Exercise description:
Take the line that contains "Target: marble column" and all lines after it, up to and including the last line of the data, and write them out exactly; nothing else belongs in the answer.

-- Input material follows --

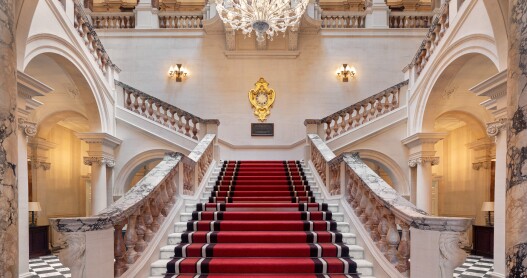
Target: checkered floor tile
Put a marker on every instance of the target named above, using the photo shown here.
(49, 267)
(475, 266)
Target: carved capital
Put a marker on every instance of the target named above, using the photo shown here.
(433, 160)
(29, 128)
(90, 160)
(478, 165)
(494, 128)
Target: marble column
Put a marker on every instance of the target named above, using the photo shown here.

-- Input material concluded --

Written solution:
Target: marble column
Put a marker on every instance of the target named above, using the photo shown here.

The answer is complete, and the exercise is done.